> [Tarea]: Cuenta las líneas de los registros que contienen la palabra "loose", distinguiendo entre mayúsculas y minúsculas. Escribe solo el número.

> [Extractos de datos]:
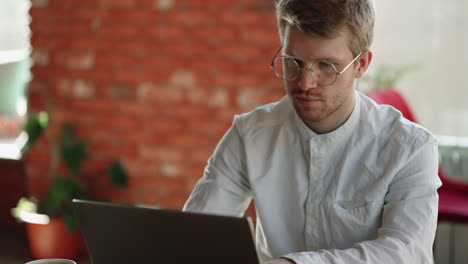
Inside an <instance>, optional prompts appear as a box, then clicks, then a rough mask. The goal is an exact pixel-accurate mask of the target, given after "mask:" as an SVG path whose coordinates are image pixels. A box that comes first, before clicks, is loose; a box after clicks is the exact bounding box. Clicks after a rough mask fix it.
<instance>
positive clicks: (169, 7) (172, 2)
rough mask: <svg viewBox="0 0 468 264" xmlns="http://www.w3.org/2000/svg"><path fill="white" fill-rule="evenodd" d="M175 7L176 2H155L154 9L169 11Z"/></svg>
mask: <svg viewBox="0 0 468 264" xmlns="http://www.w3.org/2000/svg"><path fill="white" fill-rule="evenodd" d="M174 6H175V0H154V2H153V7H154V8H155V9H156V10H158V11H169V10H171V9H173V8H174Z"/></svg>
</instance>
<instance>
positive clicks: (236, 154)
mask: <svg viewBox="0 0 468 264" xmlns="http://www.w3.org/2000/svg"><path fill="white" fill-rule="evenodd" d="M237 118H238V117H237V116H236V117H235V118H234V122H233V125H232V126H231V128H230V129H229V130H228V131H227V132H226V134H225V135H224V137H223V138H222V139H221V141H220V142H219V143H218V146H217V147H216V149H215V151H214V153H213V155H212V156H211V157H210V159H209V160H208V164H207V166H206V167H205V171H204V175H203V177H202V178H201V179H200V180H199V181H198V183H197V184H196V186H195V188H194V190H193V191H192V193H191V195H190V197H189V199H188V200H187V202H186V204H185V205H184V207H183V210H184V211H191V212H200V213H210V214H222V215H230V216H242V215H243V214H244V212H245V210H246V209H247V207H248V206H249V204H250V201H251V200H252V195H251V191H250V186H249V183H248V180H247V178H246V162H245V149H244V144H243V141H242V138H241V136H240V133H239V129H238V127H237V125H236V120H237Z"/></svg>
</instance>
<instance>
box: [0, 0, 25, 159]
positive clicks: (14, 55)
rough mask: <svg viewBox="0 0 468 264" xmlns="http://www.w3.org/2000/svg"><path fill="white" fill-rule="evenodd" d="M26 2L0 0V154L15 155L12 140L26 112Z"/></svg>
mask: <svg viewBox="0 0 468 264" xmlns="http://www.w3.org/2000/svg"><path fill="white" fill-rule="evenodd" d="M30 5H31V4H30V2H29V0H1V1H0V157H4V156H7V157H9V155H13V156H16V154H17V152H16V149H15V148H14V147H13V146H12V142H15V139H16V138H17V136H18V130H19V128H20V127H21V125H22V120H23V119H24V115H25V114H26V98H25V88H26V85H27V83H28V82H29V79H30V59H29V52H30V31H29V20H30V18H29V14H28V12H29V8H30ZM5 152H8V153H5ZM12 152H14V153H12Z"/></svg>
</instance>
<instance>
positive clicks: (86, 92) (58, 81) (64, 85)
mask: <svg viewBox="0 0 468 264" xmlns="http://www.w3.org/2000/svg"><path fill="white" fill-rule="evenodd" d="M54 88H55V89H56V93H57V94H59V95H60V96H64V97H73V98H78V99H86V98H91V97H93V95H94V89H95V84H94V83H93V82H90V81H86V80H81V79H58V80H57V81H56V84H55V85H54Z"/></svg>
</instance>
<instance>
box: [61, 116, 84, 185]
mask: <svg viewBox="0 0 468 264" xmlns="http://www.w3.org/2000/svg"><path fill="white" fill-rule="evenodd" d="M60 153H61V155H62V159H63V162H64V163H65V165H66V166H67V168H68V170H69V172H70V174H71V175H72V176H73V177H74V176H76V175H78V173H79V171H80V167H81V164H82V163H83V161H85V160H86V159H87V157H88V154H87V151H86V146H85V144H84V142H83V141H81V140H79V139H78V138H76V136H75V133H74V127H73V126H72V125H71V124H65V125H63V127H62V133H61V135H60Z"/></svg>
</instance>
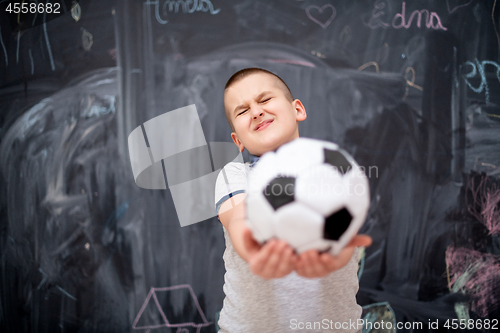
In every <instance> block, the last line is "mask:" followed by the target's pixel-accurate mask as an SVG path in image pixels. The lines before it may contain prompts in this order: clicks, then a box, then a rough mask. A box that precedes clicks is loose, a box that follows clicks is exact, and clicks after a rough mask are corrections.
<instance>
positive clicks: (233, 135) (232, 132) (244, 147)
mask: <svg viewBox="0 0 500 333" xmlns="http://www.w3.org/2000/svg"><path fill="white" fill-rule="evenodd" d="M231 139H233V142H234V144H235V145H237V146H238V150H239V151H240V153H242V152H243V150H245V146H243V143H241V141H240V139H238V135H237V134H236V132H232V133H231Z"/></svg>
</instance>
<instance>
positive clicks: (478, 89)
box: [464, 59, 500, 104]
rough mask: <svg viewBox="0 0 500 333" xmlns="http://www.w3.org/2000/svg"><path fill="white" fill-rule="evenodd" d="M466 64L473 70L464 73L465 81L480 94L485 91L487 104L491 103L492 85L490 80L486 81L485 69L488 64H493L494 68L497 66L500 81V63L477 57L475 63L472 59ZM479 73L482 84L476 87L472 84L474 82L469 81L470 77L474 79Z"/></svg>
mask: <svg viewBox="0 0 500 333" xmlns="http://www.w3.org/2000/svg"><path fill="white" fill-rule="evenodd" d="M464 65H467V66H470V67H471V71H470V72H469V73H467V74H464V80H465V83H466V84H467V85H468V86H469V88H471V89H472V91H474V92H475V93H478V94H480V93H482V92H483V91H484V99H485V102H486V104H489V103H490V87H489V85H488V81H486V73H485V71H484V68H485V67H486V65H489V66H493V67H494V68H496V70H497V71H496V75H497V79H498V81H499V82H500V65H499V64H497V63H496V62H494V61H491V60H483V61H479V60H477V59H475V63H473V62H472V61H466V62H465V64H464ZM478 74H479V77H480V78H481V84H480V85H479V86H477V87H474V86H473V85H472V83H471V82H470V81H469V79H472V78H473V77H475V76H476V75H478Z"/></svg>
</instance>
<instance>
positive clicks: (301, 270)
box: [295, 235, 372, 278]
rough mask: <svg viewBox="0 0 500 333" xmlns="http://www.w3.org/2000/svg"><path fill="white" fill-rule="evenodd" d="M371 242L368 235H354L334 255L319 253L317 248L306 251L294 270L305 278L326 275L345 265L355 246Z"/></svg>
mask: <svg viewBox="0 0 500 333" xmlns="http://www.w3.org/2000/svg"><path fill="white" fill-rule="evenodd" d="M371 243H372V239H371V237H370V236H366V235H356V236H354V237H353V239H351V241H350V242H349V244H347V245H346V246H345V247H344V248H343V249H342V251H340V253H339V254H338V255H336V256H332V255H330V254H329V253H322V254H319V253H318V251H317V250H309V251H306V252H304V253H302V254H301V255H300V256H299V258H298V260H297V263H296V268H295V270H296V271H297V274H298V275H300V276H303V277H306V278H317V277H323V276H326V275H328V274H330V273H331V272H333V271H336V270H338V269H340V268H342V267H344V266H345V265H347V263H348V262H349V260H351V257H352V255H353V253H354V250H355V248H356V247H359V246H370V244H371Z"/></svg>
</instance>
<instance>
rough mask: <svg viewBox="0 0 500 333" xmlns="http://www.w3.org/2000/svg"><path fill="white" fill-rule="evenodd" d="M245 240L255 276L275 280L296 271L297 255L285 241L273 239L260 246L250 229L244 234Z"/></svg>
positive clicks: (250, 261)
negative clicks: (256, 240) (292, 271)
mask: <svg viewBox="0 0 500 333" xmlns="http://www.w3.org/2000/svg"><path fill="white" fill-rule="evenodd" d="M243 240H244V245H245V248H246V250H247V251H248V264H249V265H250V269H251V270H252V272H253V273H254V274H256V275H258V276H260V277H262V278H264V279H273V278H282V277H284V276H286V275H288V274H290V273H291V272H292V271H293V270H294V268H295V262H296V261H297V255H296V254H295V253H294V251H293V249H292V248H291V247H290V245H288V244H287V243H286V242H285V241H282V240H277V239H271V240H269V241H268V242H266V243H265V244H264V245H260V244H259V243H258V242H257V241H256V240H255V239H254V238H253V236H252V232H251V231H250V229H248V228H247V229H246V230H245V231H244V233H243Z"/></svg>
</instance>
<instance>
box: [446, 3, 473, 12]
mask: <svg viewBox="0 0 500 333" xmlns="http://www.w3.org/2000/svg"><path fill="white" fill-rule="evenodd" d="M472 1H474V0H468V1H460V0H446V5H447V6H448V13H450V14H451V13H453V12H454V11H455V10H457V9H458V8H461V7H465V6H468V5H470V3H471V2H472ZM450 3H451V4H450Z"/></svg>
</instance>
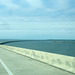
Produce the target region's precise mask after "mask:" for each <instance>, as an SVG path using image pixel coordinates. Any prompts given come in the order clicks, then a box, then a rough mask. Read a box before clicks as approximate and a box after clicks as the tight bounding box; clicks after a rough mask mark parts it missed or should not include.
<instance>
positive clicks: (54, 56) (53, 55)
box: [0, 45, 75, 73]
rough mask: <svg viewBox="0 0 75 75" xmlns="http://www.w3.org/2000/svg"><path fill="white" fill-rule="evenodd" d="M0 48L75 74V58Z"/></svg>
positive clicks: (20, 50)
mask: <svg viewBox="0 0 75 75" xmlns="http://www.w3.org/2000/svg"><path fill="white" fill-rule="evenodd" d="M0 47H1V48H5V49H7V50H10V51H14V52H16V53H19V54H22V55H25V56H28V57H31V58H33V59H36V60H39V61H42V62H44V63H47V64H49V65H53V66H55V67H58V68H61V69H64V70H66V71H69V72H72V73H75V57H71V56H65V55H60V54H54V53H48V52H42V51H37V50H31V49H25V48H19V47H13V46H6V45H0Z"/></svg>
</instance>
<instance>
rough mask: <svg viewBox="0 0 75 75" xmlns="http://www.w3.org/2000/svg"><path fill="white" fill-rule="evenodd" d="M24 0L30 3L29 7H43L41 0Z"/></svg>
mask: <svg viewBox="0 0 75 75" xmlns="http://www.w3.org/2000/svg"><path fill="white" fill-rule="evenodd" d="M25 1H27V2H28V3H29V4H30V6H31V8H43V7H44V6H43V3H42V1H41V0H25Z"/></svg>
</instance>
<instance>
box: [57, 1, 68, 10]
mask: <svg viewBox="0 0 75 75" xmlns="http://www.w3.org/2000/svg"><path fill="white" fill-rule="evenodd" d="M56 1H57V4H58V5H57V7H58V9H67V8H69V0H56Z"/></svg>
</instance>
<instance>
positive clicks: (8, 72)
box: [0, 59, 13, 75]
mask: <svg viewBox="0 0 75 75" xmlns="http://www.w3.org/2000/svg"><path fill="white" fill-rule="evenodd" d="M0 63H1V64H2V65H3V67H4V68H5V70H6V71H7V72H8V74H9V75H13V73H12V72H11V71H10V70H9V68H8V67H7V66H6V65H5V64H4V62H3V61H2V60H1V59H0Z"/></svg>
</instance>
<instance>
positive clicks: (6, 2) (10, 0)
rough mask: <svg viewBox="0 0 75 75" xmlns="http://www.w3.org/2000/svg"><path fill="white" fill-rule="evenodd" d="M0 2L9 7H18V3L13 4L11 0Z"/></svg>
mask: <svg viewBox="0 0 75 75" xmlns="http://www.w3.org/2000/svg"><path fill="white" fill-rule="evenodd" d="M0 4H2V5H4V6H6V7H7V8H9V9H16V8H18V7H19V6H18V5H16V4H14V3H13V2H12V0H0Z"/></svg>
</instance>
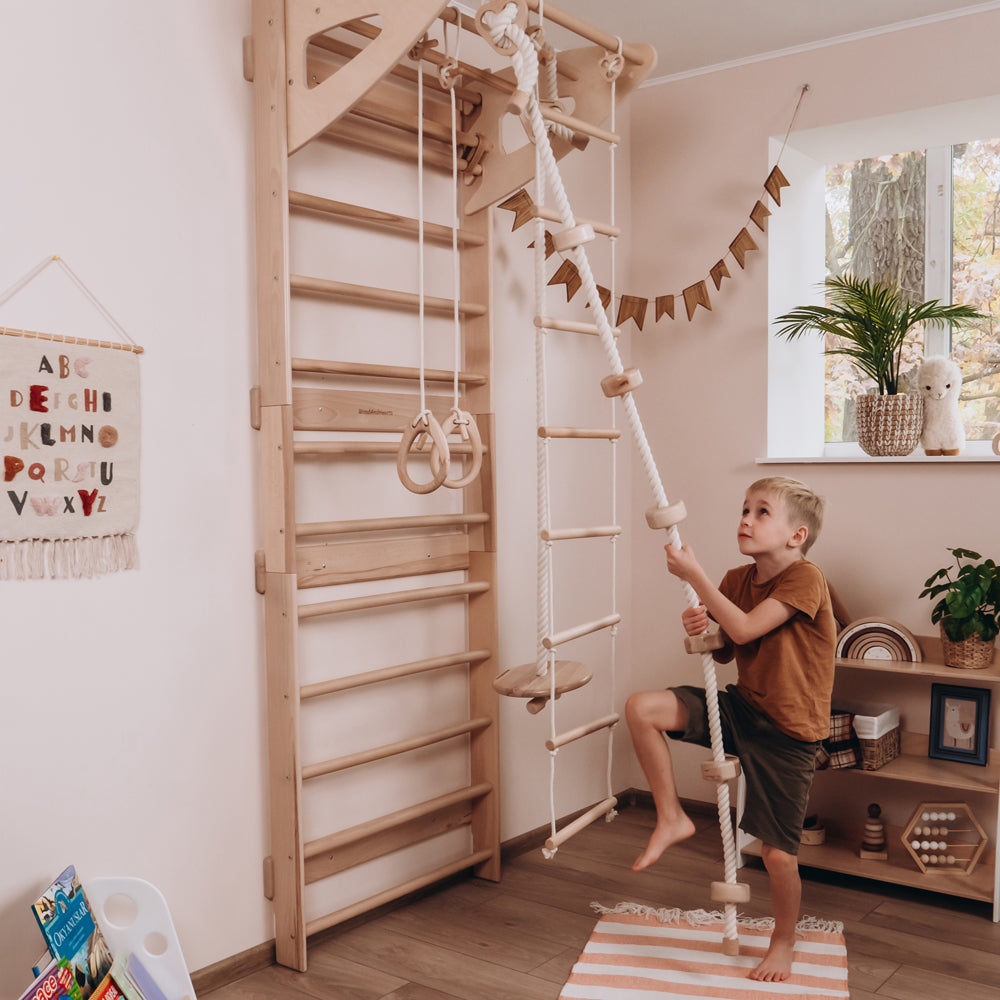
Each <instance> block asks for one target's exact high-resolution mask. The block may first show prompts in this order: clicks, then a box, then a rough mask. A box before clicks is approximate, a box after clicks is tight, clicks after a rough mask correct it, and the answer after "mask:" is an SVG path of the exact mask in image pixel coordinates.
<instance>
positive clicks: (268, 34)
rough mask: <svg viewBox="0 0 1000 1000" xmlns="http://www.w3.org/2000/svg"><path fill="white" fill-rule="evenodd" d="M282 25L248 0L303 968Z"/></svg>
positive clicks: (297, 714) (273, 719)
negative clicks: (249, 7)
mask: <svg viewBox="0 0 1000 1000" xmlns="http://www.w3.org/2000/svg"><path fill="white" fill-rule="evenodd" d="M284 24H285V12H284V4H283V2H282V0H254V3H253V53H252V56H253V58H252V60H251V61H252V64H253V77H254V79H253V88H254V90H253V94H254V96H253V104H254V134H255V143H254V147H255V153H254V207H255V217H256V229H257V265H256V271H257V350H258V358H257V361H258V372H259V376H258V377H259V382H260V423H261V426H260V449H261V514H262V521H263V534H264V538H263V550H264V567H265V574H264V580H265V599H264V627H265V656H266V660H267V712H268V744H269V746H268V757H269V760H270V766H269V769H268V776H269V781H270V813H271V826H270V830H271V859H272V866H273V892H274V923H275V950H276V957H277V960H278V962H279V963H280V964H282V965H285V966H288V967H290V968H293V969H298V970H299V971H305V968H306V930H305V916H304V912H303V906H302V902H303V894H304V889H305V866H304V859H303V856H302V838H301V821H300V809H301V778H300V771H299V736H298V733H299V726H298V718H299V680H298V643H297V627H298V618H297V615H296V591H297V579H296V576H295V497H294V476H293V471H292V461H293V453H292V446H291V445H292V388H291V385H292V379H291V348H290V330H289V317H290V308H289V285H288V142H287V124H286V104H285V86H286V81H285V77H286V73H285V28H284Z"/></svg>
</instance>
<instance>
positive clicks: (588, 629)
mask: <svg viewBox="0 0 1000 1000" xmlns="http://www.w3.org/2000/svg"><path fill="white" fill-rule="evenodd" d="M621 620H622V616H621V615H618V614H614V615H606V616H605V617H604V618H597V619H595V620H594V621H592V622H584V623H583V624H582V625H575V626H574V627H573V628H568V629H565V630H564V631H562V632H557V633H556V634H555V635H547V636H545V638H544V639H542V645H543V646H544V647H545V648H546V649H555V648H556V647H558V646H561V645H562V644H563V643H566V642H572V641H573V640H574V639H579V638H581V637H582V636H585V635H590V634H591V633H592V632H600V631H601V629H605V628H611V627H612V626H613V625H617V624H618V623H619V622H620V621H621Z"/></svg>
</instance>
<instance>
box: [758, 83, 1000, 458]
mask: <svg viewBox="0 0 1000 1000" xmlns="http://www.w3.org/2000/svg"><path fill="white" fill-rule="evenodd" d="M998 120H1000V95H998V96H996V97H990V98H981V99H975V100H972V101H967V102H959V103H957V104H951V105H946V106H942V107H940V108H928V109H924V110H922V111H915V112H906V113H901V114H899V115H888V116H884V117H882V118H877V119H869V120H865V121H858V122H854V123H844V124H840V125H834V126H830V127H826V128H817V129H811V130H806V131H802V132H799V133H792V135H791V136H790V137H789V138H788V142H787V144H786V145H785V147H784V150H783V152H782V153H781V161H780V162H781V169H782V171H783V172H784V173H785V175H786V176H787V177H788V178H789V180H790V181H791V186H790V187H789V188H786V189H785V190H783V191H782V204H781V210H780V211H779V212H775V213H774V214H773V215H772V216H771V218H770V219H769V220H768V221H769V233H768V247H767V250H768V259H769V267H768V283H769V287H768V312H769V316H770V317H771V318H772V319H773V317H775V316H778V315H780V314H781V313H783V312H788V311H789V310H790V309H793V308H795V307H796V306H799V305H803V304H807V303H820V302H822V294H823V293H822V282H823V279H824V277H826V276H827V275H830V274H837V273H843V272H844V271H846V270H850V271H851V272H852V273H854V274H859V275H861V276H862V277H869V278H872V279H875V280H885V281H892V282H893V283H894V284H897V285H899V286H901V287H902V288H904V289H905V290H907V291H908V292H909V293H910V294H911V295H913V296H914V297H919V298H920V299H921V300H922V299H939V300H941V301H944V302H949V301H950V302H955V303H965V304H968V305H972V306H973V307H975V308H976V309H977V310H978V311H980V312H983V313H985V314H987V315H988V316H989V317H990V318H989V319H988V320H984V321H982V322H981V323H979V324H977V326H976V327H975V328H968V329H962V330H955V331H948V330H941V329H938V328H932V329H929V330H927V331H921V332H918V335H917V336H916V337H915V338H913V343H912V344H911V345H910V346H909V347H908V348H907V353H906V354H905V355H904V357H905V358H906V360H907V361H908V362H909V363H910V364H911V365H912V366H913V367H914V369H915V367H916V365H917V363H918V362H919V360H920V359H921V357H922V356H923V355H924V354H951V355H952V356H953V357H954V358H955V360H956V361H958V363H959V364H960V365H961V367H962V374H963V391H962V398H961V403H960V405H961V407H962V416H963V420H964V422H965V427H966V433H967V439H968V441H967V445H966V448H965V450H964V452H963V454H964V455H965V456H966V457H974V456H977V455H992V450H991V448H990V442H991V439H992V438H993V436H994V435H995V434H997V433H998V432H1000V139H998V138H980V139H975V140H970V139H969V137H970V136H991V135H996V134H997V132H996V122H997V121H998ZM781 148H782V147H781V142H780V141H779V140H778V139H777V138H776V139H775V140H773V142H772V145H771V156H770V159H771V162H774V161H775V159H776V157H777V155H778V152H779V150H780V149H781ZM887 151H888V152H887ZM893 151H895V152H893ZM773 331H774V327H773V324H769V327H768V376H769V384H768V425H767V426H768V455H769V456H770V457H772V458H795V459H810V458H823V457H826V458H836V457H838V456H843V457H845V458H850V459H852V460H853V459H854V458H856V457H863V454H862V452H861V450H860V448H859V446H858V445H857V444H856V434H855V432H854V429H853V419H852V418H853V399H854V398H855V397H856V396H857V395H859V394H860V393H862V392H864V391H866V390H867V389H868V385H867V384H866V383H865V382H864V380H863V376H861V375H859V374H858V373H857V372H856V371H855V370H854V369H853V368H852V367H851V366H850V365H849V364H848V363H846V361H845V360H844V359H841V358H836V357H834V358H826V357H824V355H823V349H824V347H825V346H826V345H824V344H823V343H822V342H821V341H820V339H819V338H818V337H816V338H800V339H799V340H797V341H794V342H788V341H786V340H782V339H779V338H777V337H775V336H774V335H773ZM917 454H918V455H919V454H920V452H919V451H918V452H917Z"/></svg>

> [Tu respuesta]: 2